- [SUPPLIED RECORDS]:
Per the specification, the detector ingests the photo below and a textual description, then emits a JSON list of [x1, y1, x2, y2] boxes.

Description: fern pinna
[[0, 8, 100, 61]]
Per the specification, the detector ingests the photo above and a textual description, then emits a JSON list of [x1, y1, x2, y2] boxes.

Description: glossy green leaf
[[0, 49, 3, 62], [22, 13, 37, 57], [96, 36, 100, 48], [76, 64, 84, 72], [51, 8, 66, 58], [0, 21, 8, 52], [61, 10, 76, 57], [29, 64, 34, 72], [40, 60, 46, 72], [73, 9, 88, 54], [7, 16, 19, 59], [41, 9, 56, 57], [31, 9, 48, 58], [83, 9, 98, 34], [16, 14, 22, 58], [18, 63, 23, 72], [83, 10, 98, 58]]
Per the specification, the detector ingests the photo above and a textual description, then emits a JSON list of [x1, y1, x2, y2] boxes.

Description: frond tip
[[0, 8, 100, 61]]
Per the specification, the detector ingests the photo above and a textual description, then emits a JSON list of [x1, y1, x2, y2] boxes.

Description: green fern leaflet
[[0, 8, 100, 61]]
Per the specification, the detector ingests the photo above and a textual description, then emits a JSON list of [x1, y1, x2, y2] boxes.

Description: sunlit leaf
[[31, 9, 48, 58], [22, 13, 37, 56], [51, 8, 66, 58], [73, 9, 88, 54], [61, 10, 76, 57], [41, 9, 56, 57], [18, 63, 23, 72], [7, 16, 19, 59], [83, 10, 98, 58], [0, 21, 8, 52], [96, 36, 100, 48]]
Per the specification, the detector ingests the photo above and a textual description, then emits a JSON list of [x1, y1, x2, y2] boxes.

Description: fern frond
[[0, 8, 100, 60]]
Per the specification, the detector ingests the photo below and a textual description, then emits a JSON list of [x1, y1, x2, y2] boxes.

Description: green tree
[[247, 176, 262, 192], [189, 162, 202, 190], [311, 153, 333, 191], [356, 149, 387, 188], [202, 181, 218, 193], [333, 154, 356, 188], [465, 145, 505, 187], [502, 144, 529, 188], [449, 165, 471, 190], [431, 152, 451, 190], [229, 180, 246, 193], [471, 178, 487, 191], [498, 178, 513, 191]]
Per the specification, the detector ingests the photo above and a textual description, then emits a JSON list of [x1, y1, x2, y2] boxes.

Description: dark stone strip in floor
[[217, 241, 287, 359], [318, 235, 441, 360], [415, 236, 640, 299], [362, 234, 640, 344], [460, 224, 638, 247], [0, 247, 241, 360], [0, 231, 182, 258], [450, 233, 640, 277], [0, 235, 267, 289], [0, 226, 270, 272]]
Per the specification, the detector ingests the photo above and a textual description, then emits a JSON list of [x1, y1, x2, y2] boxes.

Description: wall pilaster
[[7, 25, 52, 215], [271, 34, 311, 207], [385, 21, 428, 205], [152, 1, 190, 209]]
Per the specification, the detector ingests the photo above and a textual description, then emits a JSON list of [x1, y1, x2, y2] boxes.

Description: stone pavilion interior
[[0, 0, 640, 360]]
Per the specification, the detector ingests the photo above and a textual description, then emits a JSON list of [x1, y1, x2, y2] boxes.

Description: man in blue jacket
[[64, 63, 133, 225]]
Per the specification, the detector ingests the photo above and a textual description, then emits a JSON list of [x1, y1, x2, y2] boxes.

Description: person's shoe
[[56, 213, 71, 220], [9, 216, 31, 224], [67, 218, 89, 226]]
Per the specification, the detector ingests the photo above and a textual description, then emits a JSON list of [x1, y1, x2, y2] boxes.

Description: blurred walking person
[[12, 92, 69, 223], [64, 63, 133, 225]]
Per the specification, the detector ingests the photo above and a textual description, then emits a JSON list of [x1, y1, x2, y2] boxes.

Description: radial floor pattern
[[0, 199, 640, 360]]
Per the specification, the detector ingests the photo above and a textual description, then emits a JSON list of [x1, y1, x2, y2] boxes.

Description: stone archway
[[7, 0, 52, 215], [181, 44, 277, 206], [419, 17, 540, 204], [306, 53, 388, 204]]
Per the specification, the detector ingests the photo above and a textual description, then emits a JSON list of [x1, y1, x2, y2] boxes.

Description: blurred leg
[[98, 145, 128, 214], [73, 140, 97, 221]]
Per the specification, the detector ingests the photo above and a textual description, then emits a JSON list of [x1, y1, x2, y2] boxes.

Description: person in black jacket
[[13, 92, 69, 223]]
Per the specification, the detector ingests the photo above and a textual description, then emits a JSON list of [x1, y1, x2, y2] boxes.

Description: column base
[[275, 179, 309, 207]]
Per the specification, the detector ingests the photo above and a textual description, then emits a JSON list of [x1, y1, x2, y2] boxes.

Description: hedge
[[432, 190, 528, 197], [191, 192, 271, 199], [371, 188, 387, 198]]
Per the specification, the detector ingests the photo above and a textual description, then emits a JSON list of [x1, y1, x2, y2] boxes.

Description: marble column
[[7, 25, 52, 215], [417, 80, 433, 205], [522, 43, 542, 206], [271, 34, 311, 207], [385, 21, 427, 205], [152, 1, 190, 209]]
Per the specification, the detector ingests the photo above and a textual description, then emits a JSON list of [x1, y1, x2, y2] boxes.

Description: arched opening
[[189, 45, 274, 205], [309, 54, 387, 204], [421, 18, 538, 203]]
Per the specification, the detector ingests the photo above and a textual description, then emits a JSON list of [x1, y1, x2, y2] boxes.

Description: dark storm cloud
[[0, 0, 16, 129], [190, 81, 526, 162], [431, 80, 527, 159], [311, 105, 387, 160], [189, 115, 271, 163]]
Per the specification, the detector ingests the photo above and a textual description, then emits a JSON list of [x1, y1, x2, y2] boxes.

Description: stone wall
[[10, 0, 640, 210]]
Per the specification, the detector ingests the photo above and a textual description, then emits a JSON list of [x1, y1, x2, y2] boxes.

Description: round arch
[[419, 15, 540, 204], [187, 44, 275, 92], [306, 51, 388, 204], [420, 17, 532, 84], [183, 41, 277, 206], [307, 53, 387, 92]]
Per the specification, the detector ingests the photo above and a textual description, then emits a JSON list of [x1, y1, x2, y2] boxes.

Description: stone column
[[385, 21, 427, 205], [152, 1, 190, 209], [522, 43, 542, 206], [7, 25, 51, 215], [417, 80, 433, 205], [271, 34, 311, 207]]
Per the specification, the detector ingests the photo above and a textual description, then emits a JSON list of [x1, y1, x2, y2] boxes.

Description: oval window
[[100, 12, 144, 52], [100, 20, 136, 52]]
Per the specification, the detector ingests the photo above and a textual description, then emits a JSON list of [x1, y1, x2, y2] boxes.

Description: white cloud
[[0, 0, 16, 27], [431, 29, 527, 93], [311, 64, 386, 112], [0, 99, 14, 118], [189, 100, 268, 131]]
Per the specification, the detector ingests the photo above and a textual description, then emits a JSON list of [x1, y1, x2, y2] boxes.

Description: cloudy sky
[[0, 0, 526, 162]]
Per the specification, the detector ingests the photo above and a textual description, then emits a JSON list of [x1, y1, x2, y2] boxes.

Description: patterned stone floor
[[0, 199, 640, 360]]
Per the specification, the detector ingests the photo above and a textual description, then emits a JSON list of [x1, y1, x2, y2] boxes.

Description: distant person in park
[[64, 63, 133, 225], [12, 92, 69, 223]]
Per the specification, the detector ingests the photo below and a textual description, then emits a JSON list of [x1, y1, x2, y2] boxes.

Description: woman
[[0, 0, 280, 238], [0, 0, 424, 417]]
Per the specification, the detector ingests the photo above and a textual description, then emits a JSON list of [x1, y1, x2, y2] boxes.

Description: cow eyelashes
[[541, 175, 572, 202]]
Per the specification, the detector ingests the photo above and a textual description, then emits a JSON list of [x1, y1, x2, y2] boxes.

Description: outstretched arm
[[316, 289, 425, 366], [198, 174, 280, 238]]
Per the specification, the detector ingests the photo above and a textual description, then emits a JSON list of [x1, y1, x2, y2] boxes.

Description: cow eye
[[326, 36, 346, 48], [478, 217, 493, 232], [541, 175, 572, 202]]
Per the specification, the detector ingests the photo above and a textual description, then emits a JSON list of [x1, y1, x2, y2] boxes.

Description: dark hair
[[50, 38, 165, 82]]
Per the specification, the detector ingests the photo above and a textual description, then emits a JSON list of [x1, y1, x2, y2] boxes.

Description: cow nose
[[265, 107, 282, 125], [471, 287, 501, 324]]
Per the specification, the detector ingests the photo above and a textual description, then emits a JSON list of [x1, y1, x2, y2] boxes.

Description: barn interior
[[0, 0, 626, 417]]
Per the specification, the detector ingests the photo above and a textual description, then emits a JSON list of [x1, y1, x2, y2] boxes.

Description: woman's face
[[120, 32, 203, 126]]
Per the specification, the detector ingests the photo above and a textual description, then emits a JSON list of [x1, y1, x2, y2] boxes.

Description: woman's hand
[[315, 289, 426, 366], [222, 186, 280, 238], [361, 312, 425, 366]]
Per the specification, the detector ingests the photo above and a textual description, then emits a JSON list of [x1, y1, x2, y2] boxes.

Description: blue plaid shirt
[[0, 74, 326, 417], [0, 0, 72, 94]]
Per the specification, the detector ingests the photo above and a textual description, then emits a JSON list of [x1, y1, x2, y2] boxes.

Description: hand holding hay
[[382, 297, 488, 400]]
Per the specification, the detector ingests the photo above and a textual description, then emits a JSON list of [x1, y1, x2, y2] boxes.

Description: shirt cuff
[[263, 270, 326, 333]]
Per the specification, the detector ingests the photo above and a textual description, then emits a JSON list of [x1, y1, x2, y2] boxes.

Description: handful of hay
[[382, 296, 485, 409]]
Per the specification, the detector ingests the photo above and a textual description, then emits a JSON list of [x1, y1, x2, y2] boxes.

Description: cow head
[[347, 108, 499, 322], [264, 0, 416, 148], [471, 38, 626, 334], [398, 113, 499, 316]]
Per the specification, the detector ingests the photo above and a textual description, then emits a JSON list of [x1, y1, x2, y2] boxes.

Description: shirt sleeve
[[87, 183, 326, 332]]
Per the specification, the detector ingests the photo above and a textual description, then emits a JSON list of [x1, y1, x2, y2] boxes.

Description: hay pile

- [JOB]: Select every line of the data above that contains the string "blurred", with case counting, and copy each one.

- [EXERCISE ANSWER]:
Description: blurred walking person
Description: blurred leg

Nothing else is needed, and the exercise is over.